Directions:
[A] Could you write out the passage of the self-driving car thread from "As someone who" up to and including "at the warehouse)"?
[B] Can you carry the forum thread on self-driving cars forward, starting after its last post?

Document excerpt:
···

I wonder (haven't touched it myself for years nor checked the literature) what stereoprocessing one gets today on 10M-20M cameras on Intel CPUs of today plus GPU. It should be pretty close to what our eyes do, and what is most important - using several 20M cameras you can probably do _better_ than our eyes.
You cannot do better than our eyes. The dynamic range of eyes plus the bit depth are unparalleled in any camera. We're also backed by a very strong pattern matching algorithm.
That said, stereo runs pretty damn fast these days. On ASICs. TYZX, who was bought by Intel, sold a stereo camera about 3 years ago that ran ~52 fps with full point cloud returns. I think those were running 2+ Mpx.
>You cannot do better than our eyes. The dynamic range of eyes plus the bit depth are unparalleled in any camera.
this is one of the reasons why i said about several cameras - each camera, pair of them, can cover different [overlapping] subranges of light sensitivity and each do it better than eyes in each respective subrange, and thus the integrated image may be better than eyes'
A car that only reliably self-drives in good weather conditions is still (a) quite a hard problem, (b) almost certainly a commercially viable product on its own (c) a pretty good start on a car that reliably self-drives in any weather.
As someone who is blind I'd buy a car if it could drive me where I need to go 75% of the time. This assumes that it weather forcasts would be accurate enough to let me know the car could get me to the grocery store and dry cleaner any time during the current day rather than leaving me stranded at my destination unable to get back home.
(1) Delivery-bot. A car that drives itself to drop off a package and only delivers on non-rainy days. (if you need delivery on a rainy day, you pay extra for a person-driven delivery service. Otherwise the package waits at the warehouse)
(2) Transport option for people who can't or shouldn't drive themselves - too old, too blind, too young, or physically impaired. The self-driving car takes them where they need to go when weather permits, otherwise they have to call a cab or van service as a backup option.
(Much of California only has a couple weeks of rain per year.)
For Google, sensor technology is pretty much an implementation detail at this point. I imagine their interest is much more in vetting out the basic concept and understanding where the gaps are than it is on pushing toward getting a near- to mid-term product on the roads.
On the other hand, I imagine that auto manufacturers are much more interested in getting to viable product--whether it's improved assistive driving features (collision avoidance, speed matching, etc.) or, in the somewhat longer term, autonomy for some limited range of conditions. Hence, for example, Volvo's involvement of government as well.
I can't wait for self driving tech to be put into use - transportation will get cheaper and faster (no more 8-10 hours driving limit bs), not to mention that one or two persons could drive a dozen trucks filled with cargo (though a lot of truckers will hate that)...
> transportation will get cheaper and faster (no more 8-10 hours driving limit bs)
Why do you say that? Somebody is still going to need to be awake at the controls, at least for the first few decades of self driving tech. There's a reason pilots on planes don't go to sleep when the auto-pilot kicks on.
It's not a good comparison: flying vs driving have totally different response times(minutes vs seconds). One could even say people can't respond in a good way in seconds , unless they keep full attention at all times, which beats the purpose of self driving cars.
We've basically proven that short of a software glitch, the car will always react faster and more appropriately than a human since a computer can process more information quicker than a human.

···

Raw data:
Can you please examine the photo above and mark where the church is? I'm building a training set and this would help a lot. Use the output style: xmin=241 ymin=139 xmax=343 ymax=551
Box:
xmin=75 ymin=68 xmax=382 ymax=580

···

Results of the tasks:
[A]
As someone who is blind I'd buy a car if it could drive me where I need to go 75% of the time. This assumes that it weather forcasts would be accurate enough to let me know the car could get me to the grocery store and dry cleaner any time during the current day rather than leaving me stranded at my destination unable to get back home.
(1) Delivery-bot. A car that drives itself to drop off a package and only delivers on non-rainy days. (if you need delivery on a rainy day, you pay extra for a person-driven delivery service. Otherwise the package waits at the warehouse)

[B]
The driver won't have to be vigilant or even awake for the whole time, only in emergencies. I'm assuming the car would stop or slow down automatically in case of any problem and notify the driver.
I don't think that will be a hard requirement. A self-driving system will have to be capable of bringing a truck, or a convoy of trucks, to a safe stop in case of an incapacitated "driver" ("operator?"). Bringing an airplane promptly to a safe stop is usually not possible.
> not to mention that one or two persons could drive a dozen trucks filled with cargo
Maybe autonomous vehicles will make smaller trucks cost-effective, and big trucks will then be charged their true cost in road damage and traffic risks.
That would be a much more visible change in the traffic landscape.
This won't work in our country. Drivers don't follow traffic regulation, the roads can't even be called roads. Everything is just wrong. Even a very advance AI can't handle our roads in Philippines.
Heh, that's true for most countries. But I'm pretty sure the tech can already handle motorways - the cars could self-drive there, then let the driver take over in cities...
“The test cars are now able to handle lane following, speed adaption, and merging traffic all by themselves,”
This is an important step, although I must say they appear to be far behind Google. My money is on Google getting to an acceptable deployment phase far earlier.
Given the driving conditions in Sweden and the years of experience Volvo has as a car company, I would bet they will be able to deploy and all weather version before Google.
This effort does not appear to be as ambitious as the Google approach. The cars drive a specific test route around "50 kilometers of selected roads in and around Gothenburg." That's quite a different thing than a system where you key in an arbitrary destination and the car drives you there.
I think they are probably trying to solve the same problem from two different directions.
Google appears to be making an advanced and expensive solution to "full" autonomous driving. The limitation will not be in where it can go, but it is initially limited in weather/environmental conditions. The target audience is likely not production cars in the short term, but a system like theirs can for example make their street view photography cars autonomous: they can work in summer, stop if it rains, and it doesn't matter too much if they cost twice as much as a regular car. It will of course be a regulation nightmare to allow the driverless cars out in the street though.
Volvo on the other hand will probably try to make a simpler and much less expensive solution that will have to work in rain/darkness/snow, and not add a significant amount to the cost of the car. Clearly that means having other restrictions, presumably in the overall intelligence or in which roads it works on. Volvo's system is likely intended for making day-to-day travel more secure at the lowest cost possible, not for creating completely autonomous navigation and problem solving (e.g. 4 way stop turn-taking). It must work in almost any environmental conditions, but it will probably require a driver at all times, and will almost certainly not work everywhere.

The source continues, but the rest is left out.